— Stored dataset items —
== Segment start ==

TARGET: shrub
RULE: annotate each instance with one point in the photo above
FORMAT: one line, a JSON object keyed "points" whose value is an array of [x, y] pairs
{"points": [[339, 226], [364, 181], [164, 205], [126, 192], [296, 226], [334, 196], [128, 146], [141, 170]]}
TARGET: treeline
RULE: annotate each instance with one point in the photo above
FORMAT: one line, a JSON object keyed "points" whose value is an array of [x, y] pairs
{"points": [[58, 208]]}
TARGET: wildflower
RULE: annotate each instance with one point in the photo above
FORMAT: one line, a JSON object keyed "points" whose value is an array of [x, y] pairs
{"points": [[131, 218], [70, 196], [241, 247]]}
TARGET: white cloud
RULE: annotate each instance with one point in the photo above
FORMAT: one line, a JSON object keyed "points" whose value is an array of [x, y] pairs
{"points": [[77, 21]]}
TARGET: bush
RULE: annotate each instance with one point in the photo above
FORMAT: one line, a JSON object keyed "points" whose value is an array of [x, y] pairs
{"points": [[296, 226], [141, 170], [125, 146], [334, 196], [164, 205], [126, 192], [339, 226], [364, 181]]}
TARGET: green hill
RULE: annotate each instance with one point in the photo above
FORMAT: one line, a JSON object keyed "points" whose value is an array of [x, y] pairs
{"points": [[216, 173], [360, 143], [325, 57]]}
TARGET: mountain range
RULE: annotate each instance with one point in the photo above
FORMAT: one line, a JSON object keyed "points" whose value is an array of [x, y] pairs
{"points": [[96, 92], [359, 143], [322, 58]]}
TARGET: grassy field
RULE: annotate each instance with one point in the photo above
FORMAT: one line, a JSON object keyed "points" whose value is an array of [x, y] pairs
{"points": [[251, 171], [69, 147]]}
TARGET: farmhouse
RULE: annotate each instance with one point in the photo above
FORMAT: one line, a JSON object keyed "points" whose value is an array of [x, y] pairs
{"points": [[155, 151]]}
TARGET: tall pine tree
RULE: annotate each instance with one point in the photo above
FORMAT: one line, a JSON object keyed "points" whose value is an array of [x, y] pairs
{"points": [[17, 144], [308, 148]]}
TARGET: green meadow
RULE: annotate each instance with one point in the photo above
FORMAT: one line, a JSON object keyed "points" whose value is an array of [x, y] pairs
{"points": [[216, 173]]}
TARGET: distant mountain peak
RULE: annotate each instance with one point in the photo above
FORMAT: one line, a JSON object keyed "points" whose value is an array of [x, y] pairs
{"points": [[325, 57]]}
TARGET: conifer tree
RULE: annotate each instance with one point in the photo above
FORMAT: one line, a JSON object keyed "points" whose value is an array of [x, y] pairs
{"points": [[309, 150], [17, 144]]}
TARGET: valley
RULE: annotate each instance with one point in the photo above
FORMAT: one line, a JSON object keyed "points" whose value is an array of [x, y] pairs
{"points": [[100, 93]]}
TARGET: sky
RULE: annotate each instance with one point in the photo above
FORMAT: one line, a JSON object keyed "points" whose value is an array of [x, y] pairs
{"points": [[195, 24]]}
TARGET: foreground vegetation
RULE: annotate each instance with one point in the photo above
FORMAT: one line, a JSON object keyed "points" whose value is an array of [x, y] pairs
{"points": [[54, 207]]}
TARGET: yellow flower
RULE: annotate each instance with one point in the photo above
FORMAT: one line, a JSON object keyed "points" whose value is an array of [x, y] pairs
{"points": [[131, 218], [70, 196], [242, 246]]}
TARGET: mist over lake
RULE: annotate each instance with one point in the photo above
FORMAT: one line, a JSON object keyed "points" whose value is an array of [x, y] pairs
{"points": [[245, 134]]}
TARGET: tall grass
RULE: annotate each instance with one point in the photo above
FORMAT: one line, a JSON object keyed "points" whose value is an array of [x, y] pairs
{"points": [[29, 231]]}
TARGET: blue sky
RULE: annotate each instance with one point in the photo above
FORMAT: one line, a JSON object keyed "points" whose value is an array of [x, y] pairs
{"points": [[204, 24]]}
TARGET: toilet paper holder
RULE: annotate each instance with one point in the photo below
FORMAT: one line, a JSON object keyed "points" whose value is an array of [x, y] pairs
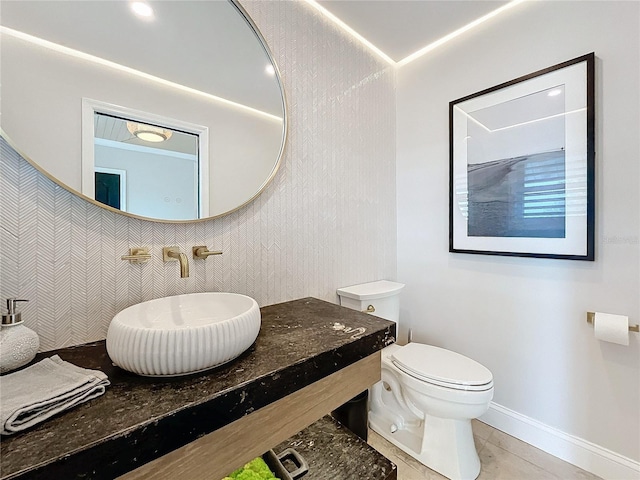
{"points": [[591, 317]]}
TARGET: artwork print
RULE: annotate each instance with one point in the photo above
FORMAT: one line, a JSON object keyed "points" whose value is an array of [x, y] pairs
{"points": [[522, 166]]}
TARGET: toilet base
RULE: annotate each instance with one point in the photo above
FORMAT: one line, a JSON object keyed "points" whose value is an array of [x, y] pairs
{"points": [[444, 445]]}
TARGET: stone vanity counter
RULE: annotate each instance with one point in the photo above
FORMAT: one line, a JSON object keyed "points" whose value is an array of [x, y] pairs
{"points": [[140, 419]]}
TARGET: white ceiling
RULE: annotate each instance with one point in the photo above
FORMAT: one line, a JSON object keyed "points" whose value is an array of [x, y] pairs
{"points": [[402, 27]]}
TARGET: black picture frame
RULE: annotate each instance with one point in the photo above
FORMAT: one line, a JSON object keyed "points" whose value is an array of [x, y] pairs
{"points": [[522, 166]]}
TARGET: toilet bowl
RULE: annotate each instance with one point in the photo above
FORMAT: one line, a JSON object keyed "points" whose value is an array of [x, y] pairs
{"points": [[427, 395]]}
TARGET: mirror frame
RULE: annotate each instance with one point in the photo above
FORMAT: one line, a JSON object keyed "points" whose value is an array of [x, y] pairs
{"points": [[274, 171]]}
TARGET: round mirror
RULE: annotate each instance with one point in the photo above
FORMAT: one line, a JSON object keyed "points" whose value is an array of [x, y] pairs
{"points": [[166, 110]]}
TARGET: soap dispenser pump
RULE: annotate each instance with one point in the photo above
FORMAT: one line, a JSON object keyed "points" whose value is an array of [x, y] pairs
{"points": [[18, 344]]}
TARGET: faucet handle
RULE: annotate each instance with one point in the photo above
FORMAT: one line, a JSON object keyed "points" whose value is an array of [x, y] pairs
{"points": [[12, 317], [11, 304], [201, 251]]}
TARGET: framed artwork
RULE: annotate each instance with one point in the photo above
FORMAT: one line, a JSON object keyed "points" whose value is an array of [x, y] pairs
{"points": [[522, 166]]}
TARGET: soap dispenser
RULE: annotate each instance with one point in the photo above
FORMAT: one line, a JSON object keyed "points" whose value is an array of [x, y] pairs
{"points": [[18, 344]]}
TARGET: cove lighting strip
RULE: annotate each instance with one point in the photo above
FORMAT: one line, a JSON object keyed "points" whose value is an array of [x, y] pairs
{"points": [[350, 31], [132, 71], [423, 50]]}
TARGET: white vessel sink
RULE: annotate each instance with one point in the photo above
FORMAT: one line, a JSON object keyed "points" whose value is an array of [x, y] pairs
{"points": [[183, 334]]}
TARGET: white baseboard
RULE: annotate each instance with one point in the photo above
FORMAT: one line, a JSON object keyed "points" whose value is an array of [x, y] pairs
{"points": [[586, 455]]}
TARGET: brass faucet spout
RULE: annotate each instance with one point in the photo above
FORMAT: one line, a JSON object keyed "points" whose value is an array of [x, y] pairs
{"points": [[174, 253]]}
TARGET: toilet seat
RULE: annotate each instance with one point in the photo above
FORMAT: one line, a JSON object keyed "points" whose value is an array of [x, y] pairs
{"points": [[442, 367]]}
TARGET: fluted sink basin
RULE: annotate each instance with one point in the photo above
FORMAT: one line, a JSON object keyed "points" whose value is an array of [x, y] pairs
{"points": [[183, 334]]}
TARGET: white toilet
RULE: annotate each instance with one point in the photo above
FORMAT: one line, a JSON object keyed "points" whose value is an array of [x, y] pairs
{"points": [[428, 395]]}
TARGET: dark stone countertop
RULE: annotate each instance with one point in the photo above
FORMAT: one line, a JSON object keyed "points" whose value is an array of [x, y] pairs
{"points": [[334, 453], [140, 419]]}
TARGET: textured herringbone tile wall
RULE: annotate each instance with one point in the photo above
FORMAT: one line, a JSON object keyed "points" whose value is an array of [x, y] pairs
{"points": [[327, 220]]}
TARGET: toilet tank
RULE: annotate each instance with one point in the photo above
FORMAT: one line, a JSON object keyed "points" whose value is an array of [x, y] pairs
{"points": [[381, 298]]}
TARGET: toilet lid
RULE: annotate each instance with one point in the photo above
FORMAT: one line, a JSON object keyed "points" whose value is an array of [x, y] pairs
{"points": [[442, 367]]}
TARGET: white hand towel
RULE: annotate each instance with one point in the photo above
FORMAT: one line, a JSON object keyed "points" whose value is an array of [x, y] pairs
{"points": [[32, 395]]}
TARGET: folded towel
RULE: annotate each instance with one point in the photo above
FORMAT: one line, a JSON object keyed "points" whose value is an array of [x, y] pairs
{"points": [[32, 395]]}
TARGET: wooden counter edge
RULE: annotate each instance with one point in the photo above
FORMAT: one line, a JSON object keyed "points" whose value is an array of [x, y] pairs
{"points": [[219, 453]]}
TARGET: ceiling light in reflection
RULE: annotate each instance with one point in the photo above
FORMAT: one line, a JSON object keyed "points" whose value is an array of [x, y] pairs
{"points": [[132, 71]]}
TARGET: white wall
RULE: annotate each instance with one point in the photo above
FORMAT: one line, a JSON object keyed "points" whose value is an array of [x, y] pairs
{"points": [[525, 319], [42, 92], [327, 220]]}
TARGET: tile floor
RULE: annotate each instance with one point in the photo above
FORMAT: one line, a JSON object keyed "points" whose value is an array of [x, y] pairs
{"points": [[503, 457]]}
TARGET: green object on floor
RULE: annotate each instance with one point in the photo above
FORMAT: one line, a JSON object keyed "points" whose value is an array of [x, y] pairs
{"points": [[256, 469]]}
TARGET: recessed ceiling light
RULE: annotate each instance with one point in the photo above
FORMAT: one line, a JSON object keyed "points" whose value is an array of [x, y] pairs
{"points": [[149, 133], [142, 9]]}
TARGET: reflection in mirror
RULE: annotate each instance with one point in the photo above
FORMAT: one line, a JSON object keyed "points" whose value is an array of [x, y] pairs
{"points": [[199, 62], [160, 163]]}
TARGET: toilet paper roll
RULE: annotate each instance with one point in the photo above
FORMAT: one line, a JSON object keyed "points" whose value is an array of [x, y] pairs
{"points": [[612, 328]]}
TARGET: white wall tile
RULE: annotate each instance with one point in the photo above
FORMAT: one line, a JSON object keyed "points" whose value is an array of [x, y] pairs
{"points": [[327, 220]]}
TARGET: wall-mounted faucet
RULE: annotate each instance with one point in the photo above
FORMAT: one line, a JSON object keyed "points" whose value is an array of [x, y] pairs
{"points": [[201, 251], [170, 254]]}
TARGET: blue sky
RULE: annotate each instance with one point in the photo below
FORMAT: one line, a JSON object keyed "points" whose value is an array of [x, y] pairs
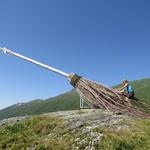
{"points": [[102, 40]]}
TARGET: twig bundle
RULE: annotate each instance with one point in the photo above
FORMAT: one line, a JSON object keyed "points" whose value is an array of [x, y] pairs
{"points": [[100, 96], [97, 95]]}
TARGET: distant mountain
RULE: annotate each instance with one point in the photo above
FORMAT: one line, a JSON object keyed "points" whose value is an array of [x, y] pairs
{"points": [[66, 101]]}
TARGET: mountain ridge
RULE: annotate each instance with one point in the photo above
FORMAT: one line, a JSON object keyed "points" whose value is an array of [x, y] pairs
{"points": [[66, 101]]}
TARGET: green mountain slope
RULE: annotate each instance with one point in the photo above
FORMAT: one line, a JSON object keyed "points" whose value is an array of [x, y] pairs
{"points": [[66, 101]]}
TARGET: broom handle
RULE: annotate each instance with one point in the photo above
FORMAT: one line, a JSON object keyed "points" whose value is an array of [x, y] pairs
{"points": [[5, 50]]}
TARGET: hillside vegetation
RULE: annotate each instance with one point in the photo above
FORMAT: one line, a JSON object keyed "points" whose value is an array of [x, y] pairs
{"points": [[76, 130], [66, 101]]}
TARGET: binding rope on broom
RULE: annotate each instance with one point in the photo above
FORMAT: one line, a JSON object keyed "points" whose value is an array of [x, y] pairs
{"points": [[95, 94]]}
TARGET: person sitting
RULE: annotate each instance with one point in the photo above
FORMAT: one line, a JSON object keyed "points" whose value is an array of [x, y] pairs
{"points": [[126, 89]]}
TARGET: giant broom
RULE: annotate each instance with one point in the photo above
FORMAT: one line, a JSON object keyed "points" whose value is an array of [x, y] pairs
{"points": [[96, 95]]}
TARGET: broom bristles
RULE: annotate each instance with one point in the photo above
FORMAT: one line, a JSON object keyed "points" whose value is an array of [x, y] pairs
{"points": [[100, 96]]}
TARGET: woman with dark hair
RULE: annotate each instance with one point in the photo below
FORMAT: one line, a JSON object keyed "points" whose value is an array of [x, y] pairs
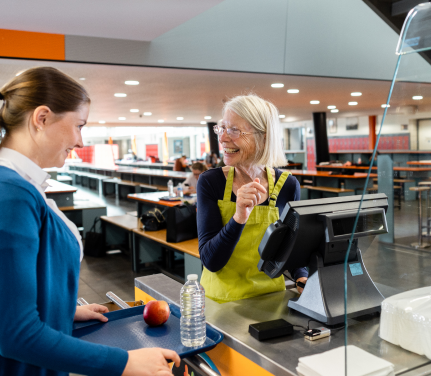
{"points": [[42, 115]]}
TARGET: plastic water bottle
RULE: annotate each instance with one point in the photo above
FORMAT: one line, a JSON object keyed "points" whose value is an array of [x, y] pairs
{"points": [[180, 192], [171, 188], [192, 301]]}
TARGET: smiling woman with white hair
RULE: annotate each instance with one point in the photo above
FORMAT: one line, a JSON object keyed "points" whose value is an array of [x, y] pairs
{"points": [[237, 203]]}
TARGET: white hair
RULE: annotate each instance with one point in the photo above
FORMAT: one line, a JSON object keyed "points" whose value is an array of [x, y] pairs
{"points": [[263, 117]]}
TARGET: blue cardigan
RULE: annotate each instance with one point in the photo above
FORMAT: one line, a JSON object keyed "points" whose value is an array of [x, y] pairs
{"points": [[39, 272]]}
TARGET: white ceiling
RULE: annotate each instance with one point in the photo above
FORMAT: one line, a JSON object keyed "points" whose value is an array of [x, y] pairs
{"points": [[170, 93], [141, 20]]}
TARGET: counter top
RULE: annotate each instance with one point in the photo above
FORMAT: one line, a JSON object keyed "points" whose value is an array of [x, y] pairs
{"points": [[280, 356]]}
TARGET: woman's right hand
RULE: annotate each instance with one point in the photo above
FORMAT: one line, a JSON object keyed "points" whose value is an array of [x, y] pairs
{"points": [[149, 362], [247, 197]]}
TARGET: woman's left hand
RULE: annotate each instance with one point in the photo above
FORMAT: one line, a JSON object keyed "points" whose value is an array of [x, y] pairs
{"points": [[91, 312], [304, 281]]}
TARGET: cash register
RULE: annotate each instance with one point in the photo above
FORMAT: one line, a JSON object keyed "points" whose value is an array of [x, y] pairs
{"points": [[316, 233]]}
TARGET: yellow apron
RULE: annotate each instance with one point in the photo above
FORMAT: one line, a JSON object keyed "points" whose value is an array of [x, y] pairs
{"points": [[240, 278]]}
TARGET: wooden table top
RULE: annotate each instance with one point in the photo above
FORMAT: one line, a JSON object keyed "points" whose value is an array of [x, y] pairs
{"points": [[153, 198], [190, 247], [327, 174], [137, 171], [58, 187], [126, 221]]}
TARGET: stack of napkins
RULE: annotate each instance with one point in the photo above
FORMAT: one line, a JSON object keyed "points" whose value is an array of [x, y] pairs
{"points": [[331, 363]]}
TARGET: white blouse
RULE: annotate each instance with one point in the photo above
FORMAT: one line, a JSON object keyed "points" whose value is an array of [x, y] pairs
{"points": [[31, 172]]}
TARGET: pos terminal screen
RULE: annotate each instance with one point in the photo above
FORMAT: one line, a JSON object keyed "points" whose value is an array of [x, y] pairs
{"points": [[366, 223]]}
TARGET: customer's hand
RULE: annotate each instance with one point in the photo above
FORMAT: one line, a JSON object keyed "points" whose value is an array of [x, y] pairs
{"points": [[247, 197], [149, 362], [304, 281], [91, 312]]}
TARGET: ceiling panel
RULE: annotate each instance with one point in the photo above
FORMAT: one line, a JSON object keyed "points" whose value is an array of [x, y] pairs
{"points": [[191, 94]]}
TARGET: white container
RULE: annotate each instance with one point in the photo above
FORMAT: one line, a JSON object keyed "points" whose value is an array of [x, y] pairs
{"points": [[192, 303], [171, 188]]}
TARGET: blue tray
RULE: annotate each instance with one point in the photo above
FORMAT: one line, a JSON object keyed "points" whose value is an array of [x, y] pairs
{"points": [[127, 330]]}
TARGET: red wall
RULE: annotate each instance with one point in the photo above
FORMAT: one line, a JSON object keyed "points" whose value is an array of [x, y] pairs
{"points": [[389, 142]]}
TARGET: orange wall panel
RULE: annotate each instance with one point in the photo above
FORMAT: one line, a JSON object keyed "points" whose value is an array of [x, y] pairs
{"points": [[30, 45]]}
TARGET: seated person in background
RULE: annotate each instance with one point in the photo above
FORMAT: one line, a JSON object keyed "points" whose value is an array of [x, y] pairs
{"points": [[192, 181], [180, 164]]}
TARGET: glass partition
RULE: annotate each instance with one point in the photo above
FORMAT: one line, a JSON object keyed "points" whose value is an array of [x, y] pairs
{"points": [[388, 262]]}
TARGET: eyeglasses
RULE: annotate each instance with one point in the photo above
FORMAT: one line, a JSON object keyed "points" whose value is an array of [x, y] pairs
{"points": [[233, 133]]}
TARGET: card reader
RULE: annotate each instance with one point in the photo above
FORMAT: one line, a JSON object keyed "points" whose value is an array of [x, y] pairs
{"points": [[317, 333]]}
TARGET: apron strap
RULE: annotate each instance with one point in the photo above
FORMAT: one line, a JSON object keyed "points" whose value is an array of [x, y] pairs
{"points": [[229, 185], [274, 195]]}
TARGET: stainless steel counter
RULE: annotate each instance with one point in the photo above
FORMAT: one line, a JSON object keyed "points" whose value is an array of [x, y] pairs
{"points": [[280, 356]]}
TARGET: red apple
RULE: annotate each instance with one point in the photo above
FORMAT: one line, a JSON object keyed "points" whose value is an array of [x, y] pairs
{"points": [[156, 312]]}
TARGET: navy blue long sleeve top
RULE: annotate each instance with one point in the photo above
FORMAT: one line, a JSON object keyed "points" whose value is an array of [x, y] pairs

== Segment end ==

Copy every line above that holds the word "ceiling".

TARGET: white ceiling
TARGET: ceiling light in reflection
TARGET: recessed ceiling light
TARGET: white ceiling
TARGET: ceiling panel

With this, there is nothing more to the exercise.